I'm mad. You're mad."
"How do you know I'm mad?" said Alice.
"You must be," said the Cat, "or you wouldn't have come here."

-Lewis Caroll, Alice in Wonderland  <1>


1: The Lost Utopia

The Net is haunted by the disappointed hopes of the Sixties. Because this
new technology symbolises another period of rapid change, many
contemporary commentators look back to the stalled revolution of thirty
years ago to explain what is happening now. Most famously, the founders of
Wired appropriated New Left rhetoric to promote their New Right policies
for the Net.<2> Within Europe, a long history of class-based politics and
compulsive theorising makes such ideological chicanery seem much more
implausible. However, this does not mean that Europeans are immune from
embracing digital elitism in the name of sixties libertarianism.
Ironically, this bizarre union of opposites is most evident in writings
inspired by Gilles Deleuze and Felix Guattari.

• _Raw records_:

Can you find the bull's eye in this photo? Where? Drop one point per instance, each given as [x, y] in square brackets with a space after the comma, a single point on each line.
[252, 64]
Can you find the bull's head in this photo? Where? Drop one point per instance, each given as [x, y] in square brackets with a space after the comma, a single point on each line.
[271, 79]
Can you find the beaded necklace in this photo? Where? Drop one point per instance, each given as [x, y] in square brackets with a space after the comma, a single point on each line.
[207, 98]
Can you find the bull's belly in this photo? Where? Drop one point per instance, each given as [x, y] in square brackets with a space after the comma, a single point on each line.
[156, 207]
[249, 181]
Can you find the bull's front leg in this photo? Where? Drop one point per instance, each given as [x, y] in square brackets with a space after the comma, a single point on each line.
* * *
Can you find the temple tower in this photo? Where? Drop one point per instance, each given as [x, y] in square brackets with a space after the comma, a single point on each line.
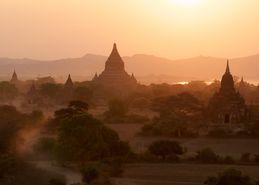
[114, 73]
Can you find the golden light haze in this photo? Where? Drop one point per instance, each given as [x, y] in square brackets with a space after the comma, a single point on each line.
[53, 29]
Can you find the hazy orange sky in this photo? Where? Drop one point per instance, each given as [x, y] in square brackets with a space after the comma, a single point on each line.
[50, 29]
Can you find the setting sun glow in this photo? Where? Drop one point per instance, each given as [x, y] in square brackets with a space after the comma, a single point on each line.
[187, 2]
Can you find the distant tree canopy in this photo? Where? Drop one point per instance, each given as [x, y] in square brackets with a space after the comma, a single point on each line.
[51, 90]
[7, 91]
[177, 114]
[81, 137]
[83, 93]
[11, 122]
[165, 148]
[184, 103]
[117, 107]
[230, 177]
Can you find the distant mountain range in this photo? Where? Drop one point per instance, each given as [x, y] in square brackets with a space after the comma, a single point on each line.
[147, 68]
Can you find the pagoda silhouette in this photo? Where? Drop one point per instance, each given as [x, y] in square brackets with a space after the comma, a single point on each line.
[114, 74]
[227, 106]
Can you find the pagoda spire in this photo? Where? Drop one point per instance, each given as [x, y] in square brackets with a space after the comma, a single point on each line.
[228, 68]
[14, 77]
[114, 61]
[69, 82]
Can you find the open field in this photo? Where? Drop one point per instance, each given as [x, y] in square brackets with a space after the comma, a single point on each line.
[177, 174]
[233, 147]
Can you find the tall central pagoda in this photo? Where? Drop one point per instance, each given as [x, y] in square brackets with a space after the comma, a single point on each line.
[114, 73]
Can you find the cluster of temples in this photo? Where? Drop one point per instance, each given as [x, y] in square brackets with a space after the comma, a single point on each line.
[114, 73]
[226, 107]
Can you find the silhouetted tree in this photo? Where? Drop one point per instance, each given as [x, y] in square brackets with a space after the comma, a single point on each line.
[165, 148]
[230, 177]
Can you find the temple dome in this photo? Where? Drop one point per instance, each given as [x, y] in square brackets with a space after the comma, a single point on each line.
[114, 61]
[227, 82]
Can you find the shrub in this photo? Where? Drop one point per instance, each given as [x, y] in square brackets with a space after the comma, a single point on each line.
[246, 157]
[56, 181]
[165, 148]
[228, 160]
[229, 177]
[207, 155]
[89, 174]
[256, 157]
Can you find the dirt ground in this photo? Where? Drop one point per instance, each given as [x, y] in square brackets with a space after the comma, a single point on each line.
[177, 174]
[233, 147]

• _Work to do_:
(a) Using the passage above on the Net and the Sixties, decide whether each statement agrees with it. Give yes or no for each, with the deciding words quoted from the passage. (i) The founders of Wired used New Left rhetoric to promote New Right policies for the Net. (ii) Europeans are immune from embracing digital elitism. (iii) The stalled revolution was fifty years ago.
(b) According to the passage above on the Net and the Sixties, in whose writings is the bizarre union of opposites most evident?

• _The responses_:
(a)
(i) Yes: "the founders of Wired appropriated New Left rhetoric to promote their New Right policies for the Net."
(ii) No: "this does not mean that Europeans are immune from embracing digital elitism in the name of sixties libertarianism."
(iii) No: "the stalled revolution of thirty years ago"

(b) It is most evident in writings inspired by Gilles Deleuze and Felix Guattari.